Texto de origem ▸
****
O estudo foi capa recente da revista Sustainable Energy & Fuels, da Royal Society of Chemistry. A pesquisa ainda rendeu uma premiação ao professor no Prêmio Paranaense de Ciência e Tecnologia, iniciativa do governo do Paraná que reconhece profissionais que contribuem para a produção científica e tecnológica do estado, entregue no último dia 28.

A motivação para o desenvolvimento da bateria, além de suas diferentes aplicações, também foi pensando na descarbonização da matriz energética, em uma busca por fontes de energia renováveis.

Há pouco tempo tivemos a COP 30, falando sobre energia limpa e como é fundamental que a gente elimine combustível fóssil, para parar de emitir gás carbônico”, afirma o docente. “Uma das formas de você pegar energia é solar. Mas e à noite, quando não tem sol, como fica? Precisamos de bateria para armazenar essa energia, por isso elas são extremamente importantes no processo de descarbonização e de energia limpa”.

Nanoarquitetura abre caminho para baterias de sódio

O lítio é um metal leve, com grande capacidade de armazenamento de energia, encontrado principalmente em salmouras de lagos salgados ou em pegmatitos, que são rochas ígneas que contêm cristais e minerais ricos em elementos raros.

De acordo com o Serviço Geológico do Brasil (SGB), Chile, Austrália, Argentina e China detêm juntos cerca de 95% das reservas de lítio atualmente conhecidas no mundo. No Brasil, o metal é encontrado em depósitos de pegmatitos, especialmente nas áreas do Médio Jequitinhonha, em Minas Gerais, e da Província Pegmatítica da Borborema, na região Nordeste.
****
Seção de dados ▸
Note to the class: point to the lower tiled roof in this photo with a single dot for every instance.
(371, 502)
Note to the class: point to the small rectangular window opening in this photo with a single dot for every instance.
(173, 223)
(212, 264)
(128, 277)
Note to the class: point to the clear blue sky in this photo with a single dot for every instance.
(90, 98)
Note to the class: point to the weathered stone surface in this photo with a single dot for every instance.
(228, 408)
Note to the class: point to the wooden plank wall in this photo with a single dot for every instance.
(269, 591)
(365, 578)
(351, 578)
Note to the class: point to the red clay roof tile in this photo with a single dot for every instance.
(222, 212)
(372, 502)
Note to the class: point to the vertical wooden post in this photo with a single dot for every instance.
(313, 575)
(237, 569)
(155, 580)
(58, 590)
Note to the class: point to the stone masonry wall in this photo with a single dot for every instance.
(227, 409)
****
Faça isto ▸ Resuma o texto de origem em duas frases. Os registros são um material à parte, independente do texto de origem.

Tarefa concluída ▸ O estudo sobre a bateria foi capa da revista Sustainable Energy & Fuels e rendeu ao professor um prêmio no Prêmio Paranaense de Ciência e Tecnologia, e seu desenvolvimento também foi motivado pela descarbonização da matriz energética, já que baterias armazenam a energia solar para quando não há sol. O lítio é um metal leve com grande capacidade de armazenamento de energia, cujas reservas conhecidas estão em cerca de 95% no Chile, na Austrália, na Argentina e na China, e que no Brasil é encontrado em pegmatitos do Médio Jequitinhonha e da Província Pegmatítica da Borborema.